ZIEL DER AUFGABE >>
Schreib die Buchbesprechung über den Roman „Gogols Disko“ nach ihrem letzten Satz weiter.

#### TEXT ####

Paavo Matsin: Gogols Disko (Homunculus Verlag)

Wollte man den neuen Roman von Paavo Matsin kurz charakterisieren, könnte man sagen: Schräge Typen erleben seltsame Dinge an merkwürdigen Orten. Schauplatz ist die estnische Stadt Viljandi – sie ist, wie das gesamte Estland, von einem neuen russischen Zarenreich annektiert! Und damit wären wir in der Zukunft und mittendrin im estnischen Urtrauma. Aber auch mitten drin in Gogols Disko.

Der 1970 in Tallinn geborene, heute in Viljandi lebende Schriftsteller und Literaturkritiker ist eine der schillerndsten Künstlerpersönlichkeiten seines Landes. Er scheint einen Hang zur Esoterik zu haben, die er jedoch in seinem neuen Roman trefflich aufs Korn nimmt – wie auch die Neigung vieler Osteuropäer zu ausgiebigem Wodkagenuss. Dieser mag zu den Visionen beitragen, die die Personen in Gogols Disko des Öfteren erleben. Außerdem kommt der Musik eine tragende Rolle zu in dieser Geschichte um charmante, durchgeknallte Diebe, Tagediebe, Kleinkriminelle.

Im ersten Teil führt Paavo Matsin die Personen ein, die allesamt sprechende Namen tragen. Einer der wichtigsten ist der Taschendieb Konstantin, eine Autorität unter den Dieben. Außerdem spielen ein Plattenproduzent und Sammler allerlei Devotionalien aus der Welt der Musik mit, zwei Gitarristen und Sänger, der Besitzer eines Antiquariats und ein Liebhaber der Beatles, der der legendären Band einen Tempel errichten möchte.

Die außergewöhnlichste Figur ist der auferstandene Nikolai Gogol. Ja, der Dichter selbst, entdeckt von Konstantin in der Straßenbahn. Er nimmt den Auferstandenen mit in die Kneipe namens „Roman“. Dort kommen die Gefährten zu dem Schluss, dass der Greis beschützt, d. h. sicher aufbewahrt werden muss. Dafür bestens geeignet scheint die Toilette der Kneipe zu sein. In dieser „Zelle“ richtet sich der Dichter, der ja sehr kleine Räume gewohnt ist, ein und fühlt sich sogar wohl. Hier verharrt er, während draußen das wilde Leben weitergeht, in das sich noch einige Frauen mischen. Auch sie stehen mit mindestens einem Fuß jenseits des Normalen und sorgen für weitere Verwirrung. Dieser zweite Teil, der während des Aufenthalts Gogols im „Roman“ spielt, bereitet den komplett ausufernden Schlussteil vor, an dessen Ende mehr als ein Toter und mehr als eine Einweisung in die Nervenklinik zu beklagen sein werden.

#### QUELLENAUSZUG ####

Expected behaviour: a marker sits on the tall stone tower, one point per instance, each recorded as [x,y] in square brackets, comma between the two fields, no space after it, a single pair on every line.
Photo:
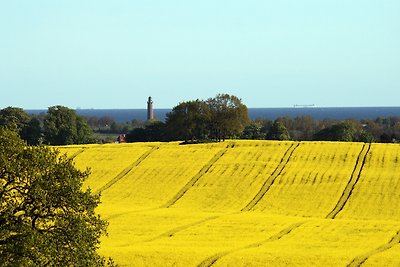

####

SCHRIFTLICHE ANTWORT >>
In dem turbulenten Roman finden sich herrliche Dialoge, Träume, Visionen, blasphemische Fußwaschungen und Brotkrümelverspeisungen nach Art einer Hostiengabe. Ebenso vier verschiedene Versionen der Geschehnisse, zu Papier gebracht in sogenannten „Freudenbotschaften-Evangelien“. Das mag eine Spitze gegen die fast religiöse Verehrung einiger russischer Klassiker oder auch westlicher Bands sein – oder ein Hinweis auf die Zerrissenheit der Esten zwischen Ost und West.

Paavo Matsin liebt es, filmreife Szenen zu erfinden und ein Abenteuer an das andere zu fügen, aber auch windschiefe Metaphern:

Opiatowitsch versuchte ruhig zu sprechen, aber das Echo seiner Stimme erinnerte an reifbedeckte Gitterstäbe, auf denen jemand fordernd und unermüdlich mit einem geschärften Löffel klimperte.

Gerne streut er auch fragwürdige Lebensweisheiten ein:

Seine gesamte Jugend über war er auf dem Weg nirgendwohin gewesen und seiner Meinung nach war er allmählich ans Ziel gelangt.

Die meisten Szenen spielen im Inneren eines Gebäudes – der Enge der Räume steht jedoch die überbordende Fantasie des Autors entgegen, sein Humor und Aberwitz. Gogols Disko ist nicht nur voller Bezüge zur Musik, sondern auch zur Literatur. Matsin durchstreift in seiner verrückten Disko die Felder der Politik und Geschichte, der Religion und Mystik bzw. Esoterik, der Freundschaft, der Liebe und des Todes – und das alles verpackt in eine Geschichte um einen (un)toten Dichter! Ein moderner, rasanter Roman mit vielen kuriosen Einfällen, der Seltenheitswert hat.

Dank an Petra Lohrmann (Foto Dom Tallin von David Mark)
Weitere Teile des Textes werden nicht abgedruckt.